So, where am I going with this blog? I guess nowhere. You can consider it an unnecessary blogette. Even though we're sizzling in the mid-90s I'll go out and cut maple scions this evening – that's what I feel like doing. Keep pushing the plants through the pipeline. The best part is that the bagsful of maple sticks are set on the ping-pong table in the garage, while I go inside and collapse in my chair with a well-deserved cold beer. Then later at night this old farmer's two daughters prepare the scions. They do a perfect job and keep the labels straight, and none of you can begin to keep up with them. Just think: every maple you buy from Buchholz Nursery these days has been blessed by the hands of a beautiful woman. Maybe that's why I am still in business.

Friday, July 24, 2020

Dog Daze

The month of July was named in honor of Julius Caesar (upon his death). The year's 7th month finally gets serious with heat and the nursery crew grows weary with the physical work and the constant need to dodge the irrigation department. Heat, exertion and the state mandated wearing of masks is not a healthy combination, yet the employees press on...much to my gratitude. Thankfully no one has fallen ill to the wicked C. virus as we constantly fuss and sanitize, well beyond the legal requirements.

◆ **Complete the following**
1: In the nursery blog excerpt, where are the bags of maple sticks set?
2: Translate this sentence from the nursery blog excerpt into Spanish: "The month of July was named in honor of Julius Caesar (upon his death)."
3: According to the nursery blog excerpt, which things together make an unhealthy combination? List all of them.

◆ **Excerpted data**
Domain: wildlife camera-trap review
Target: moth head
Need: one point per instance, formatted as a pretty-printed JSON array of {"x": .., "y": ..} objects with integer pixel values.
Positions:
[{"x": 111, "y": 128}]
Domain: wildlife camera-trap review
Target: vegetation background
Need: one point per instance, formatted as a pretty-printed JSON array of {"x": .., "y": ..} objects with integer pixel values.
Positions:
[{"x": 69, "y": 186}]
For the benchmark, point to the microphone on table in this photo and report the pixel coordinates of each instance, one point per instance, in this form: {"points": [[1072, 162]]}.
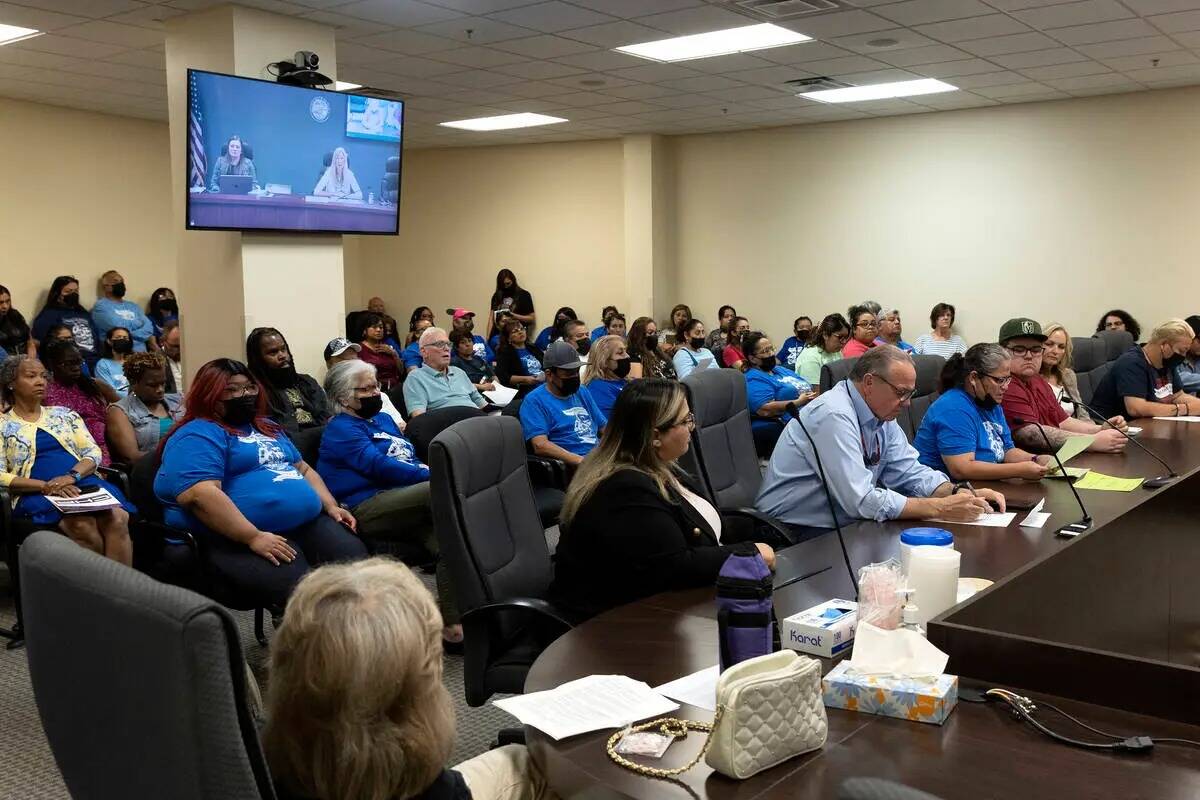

◆ **Answer list**
1: On the ping-pong table in the garage.

2: El mes de julio fue nombrado en honor a Julio César (tras su muerte).

3: Heat, exertion, and the state-mandated wearing of masks.